» Data excerpts

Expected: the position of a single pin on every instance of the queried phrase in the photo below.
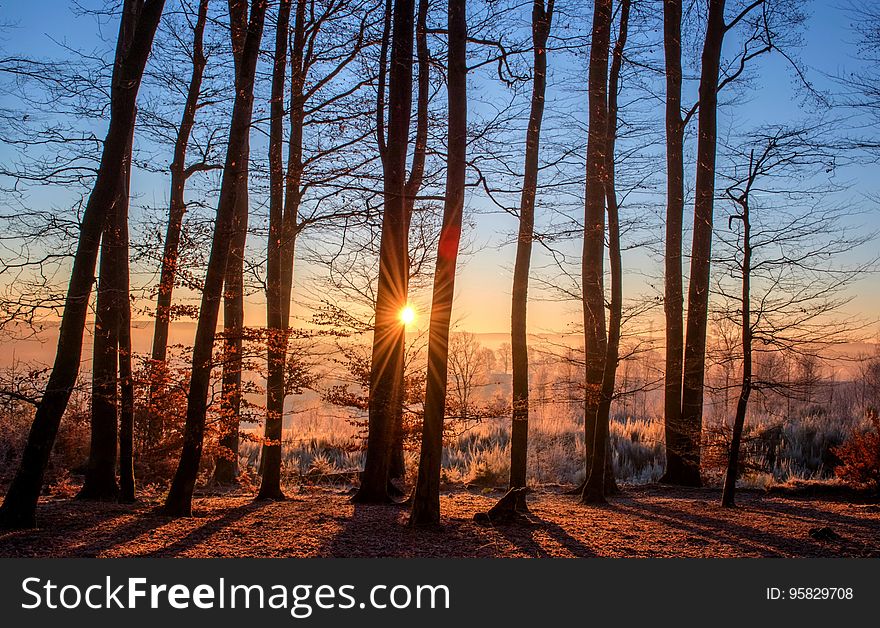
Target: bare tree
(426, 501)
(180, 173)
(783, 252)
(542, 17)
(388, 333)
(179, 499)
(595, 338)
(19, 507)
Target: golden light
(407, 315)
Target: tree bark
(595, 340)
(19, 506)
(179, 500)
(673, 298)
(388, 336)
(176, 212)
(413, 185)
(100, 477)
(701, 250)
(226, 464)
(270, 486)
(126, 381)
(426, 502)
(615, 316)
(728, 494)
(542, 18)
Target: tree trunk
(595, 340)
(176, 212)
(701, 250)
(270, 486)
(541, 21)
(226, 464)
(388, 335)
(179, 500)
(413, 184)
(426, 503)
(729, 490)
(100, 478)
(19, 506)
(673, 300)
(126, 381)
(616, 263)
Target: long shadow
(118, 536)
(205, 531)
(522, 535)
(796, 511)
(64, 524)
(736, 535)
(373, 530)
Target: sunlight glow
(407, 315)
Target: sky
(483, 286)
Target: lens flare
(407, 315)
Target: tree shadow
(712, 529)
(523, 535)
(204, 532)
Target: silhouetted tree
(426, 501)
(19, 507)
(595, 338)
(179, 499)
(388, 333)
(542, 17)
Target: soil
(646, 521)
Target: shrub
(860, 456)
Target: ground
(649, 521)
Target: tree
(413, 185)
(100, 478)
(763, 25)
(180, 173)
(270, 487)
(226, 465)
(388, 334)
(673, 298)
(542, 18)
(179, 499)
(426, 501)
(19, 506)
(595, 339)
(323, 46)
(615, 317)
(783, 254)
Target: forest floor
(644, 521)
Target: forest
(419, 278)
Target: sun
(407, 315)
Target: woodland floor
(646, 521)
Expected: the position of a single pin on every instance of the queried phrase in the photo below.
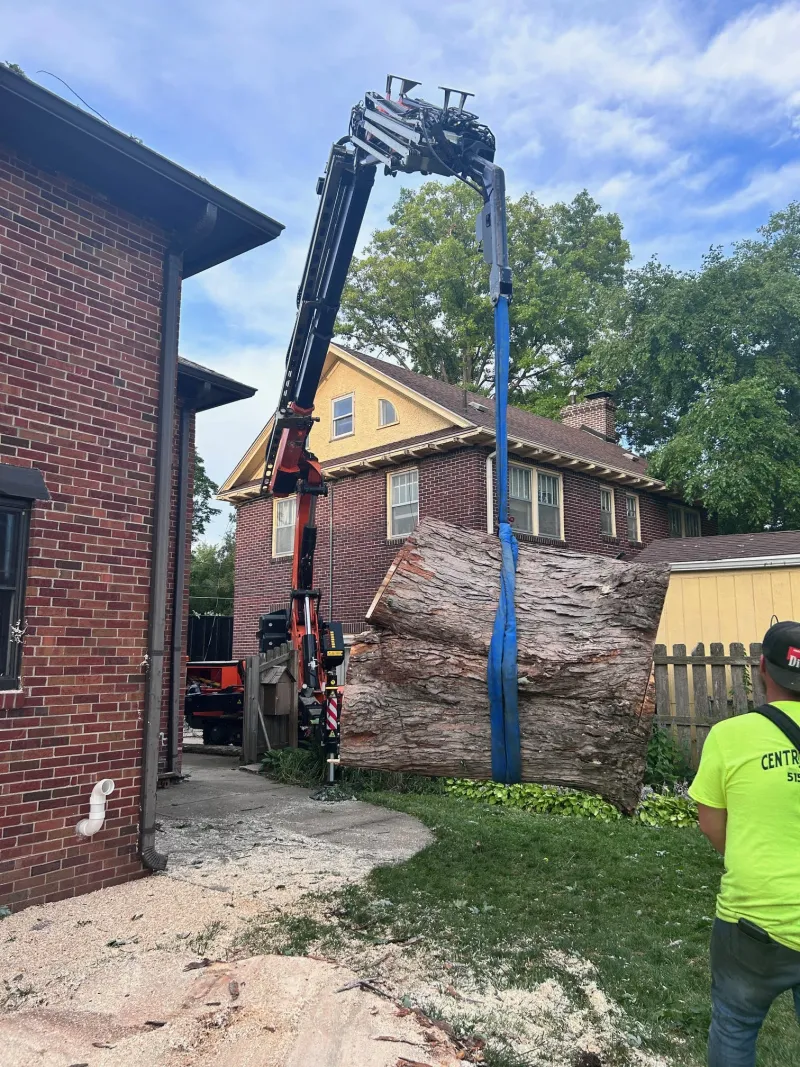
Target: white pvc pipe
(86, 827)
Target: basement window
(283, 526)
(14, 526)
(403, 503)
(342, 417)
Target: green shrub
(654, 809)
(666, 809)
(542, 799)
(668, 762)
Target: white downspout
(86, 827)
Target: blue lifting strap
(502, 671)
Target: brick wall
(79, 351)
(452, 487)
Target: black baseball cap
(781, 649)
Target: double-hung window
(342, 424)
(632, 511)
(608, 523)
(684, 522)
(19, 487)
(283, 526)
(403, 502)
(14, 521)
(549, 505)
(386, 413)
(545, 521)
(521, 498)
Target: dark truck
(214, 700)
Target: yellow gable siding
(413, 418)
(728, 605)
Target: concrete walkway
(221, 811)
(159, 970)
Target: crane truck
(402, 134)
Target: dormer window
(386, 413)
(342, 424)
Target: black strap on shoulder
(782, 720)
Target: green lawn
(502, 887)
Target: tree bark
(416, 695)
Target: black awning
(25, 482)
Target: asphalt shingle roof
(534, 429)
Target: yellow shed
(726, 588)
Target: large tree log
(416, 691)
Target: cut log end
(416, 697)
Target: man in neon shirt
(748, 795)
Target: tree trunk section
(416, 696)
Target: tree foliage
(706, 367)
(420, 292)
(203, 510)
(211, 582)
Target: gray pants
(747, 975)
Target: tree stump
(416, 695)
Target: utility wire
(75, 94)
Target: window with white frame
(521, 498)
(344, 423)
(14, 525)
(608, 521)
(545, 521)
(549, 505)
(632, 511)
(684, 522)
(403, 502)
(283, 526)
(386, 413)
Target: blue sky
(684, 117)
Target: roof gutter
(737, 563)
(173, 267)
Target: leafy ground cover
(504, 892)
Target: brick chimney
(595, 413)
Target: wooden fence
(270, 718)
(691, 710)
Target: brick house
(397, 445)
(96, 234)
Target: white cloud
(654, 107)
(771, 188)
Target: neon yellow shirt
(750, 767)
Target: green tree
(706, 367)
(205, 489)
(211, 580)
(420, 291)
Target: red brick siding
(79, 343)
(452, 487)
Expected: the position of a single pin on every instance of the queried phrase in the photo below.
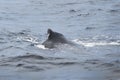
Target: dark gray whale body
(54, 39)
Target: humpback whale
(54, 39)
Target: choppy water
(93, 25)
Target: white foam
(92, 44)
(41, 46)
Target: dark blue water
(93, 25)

--

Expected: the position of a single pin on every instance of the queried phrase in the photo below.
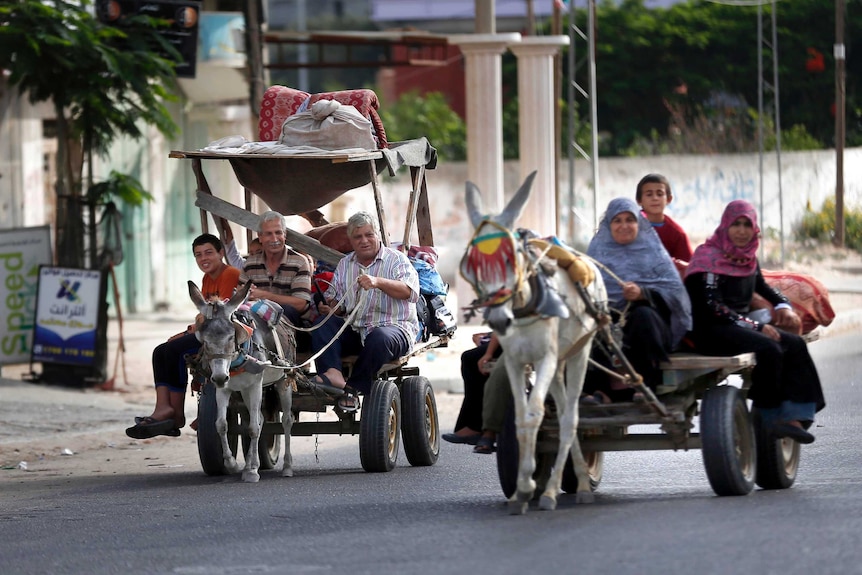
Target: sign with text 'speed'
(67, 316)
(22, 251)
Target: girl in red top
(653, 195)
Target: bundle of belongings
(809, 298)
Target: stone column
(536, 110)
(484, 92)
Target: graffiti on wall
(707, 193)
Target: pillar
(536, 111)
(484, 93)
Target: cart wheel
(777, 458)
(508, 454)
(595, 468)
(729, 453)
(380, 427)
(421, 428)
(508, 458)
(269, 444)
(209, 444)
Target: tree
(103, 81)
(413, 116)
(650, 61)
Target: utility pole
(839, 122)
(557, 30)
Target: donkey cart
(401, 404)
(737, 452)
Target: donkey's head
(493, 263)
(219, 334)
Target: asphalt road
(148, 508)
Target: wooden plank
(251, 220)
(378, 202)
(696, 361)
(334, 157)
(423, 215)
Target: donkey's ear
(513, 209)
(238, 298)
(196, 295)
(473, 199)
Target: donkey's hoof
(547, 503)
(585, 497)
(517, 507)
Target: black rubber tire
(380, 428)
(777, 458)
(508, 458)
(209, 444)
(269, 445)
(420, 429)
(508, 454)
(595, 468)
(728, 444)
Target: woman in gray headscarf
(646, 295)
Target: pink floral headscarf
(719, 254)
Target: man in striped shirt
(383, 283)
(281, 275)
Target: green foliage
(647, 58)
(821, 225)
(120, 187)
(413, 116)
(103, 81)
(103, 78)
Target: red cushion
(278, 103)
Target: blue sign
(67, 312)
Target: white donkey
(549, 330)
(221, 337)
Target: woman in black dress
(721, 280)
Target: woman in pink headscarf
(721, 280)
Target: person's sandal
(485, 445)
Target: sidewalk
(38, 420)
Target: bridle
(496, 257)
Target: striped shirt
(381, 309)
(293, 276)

---

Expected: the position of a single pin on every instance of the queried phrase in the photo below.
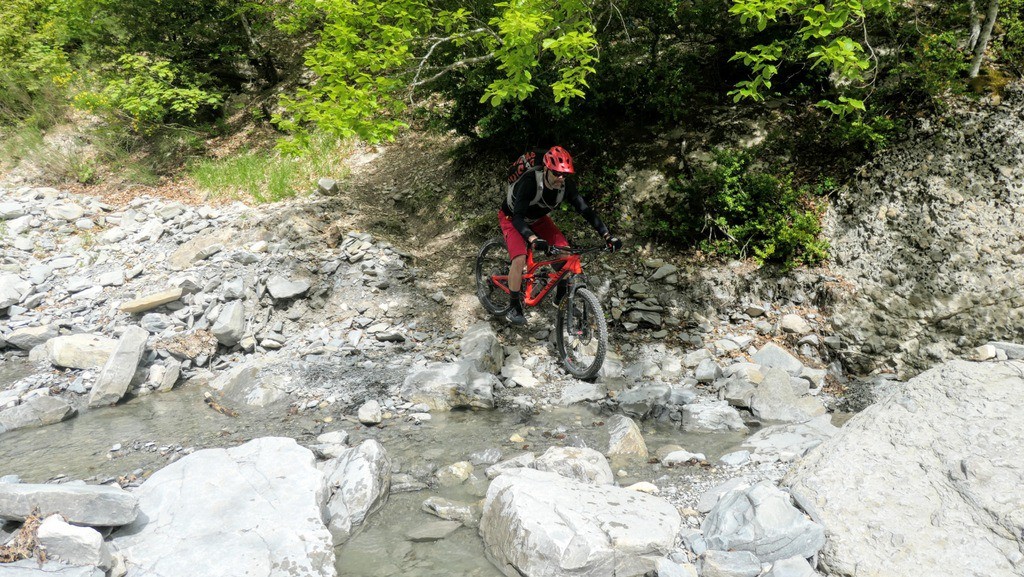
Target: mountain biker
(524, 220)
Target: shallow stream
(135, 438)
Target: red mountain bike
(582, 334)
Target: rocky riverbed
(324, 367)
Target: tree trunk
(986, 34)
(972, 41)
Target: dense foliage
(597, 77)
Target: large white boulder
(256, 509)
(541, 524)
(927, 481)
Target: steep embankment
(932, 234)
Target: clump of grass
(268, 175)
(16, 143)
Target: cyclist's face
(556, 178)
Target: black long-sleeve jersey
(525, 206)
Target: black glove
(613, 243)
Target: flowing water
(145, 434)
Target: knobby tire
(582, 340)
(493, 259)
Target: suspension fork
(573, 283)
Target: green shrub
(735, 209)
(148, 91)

» Exercise requirements
Pick out each line of the listing above that contains the word "striped", and copy those lines.

» Result of this task
Target: man in striped shirt
Target: striped shirt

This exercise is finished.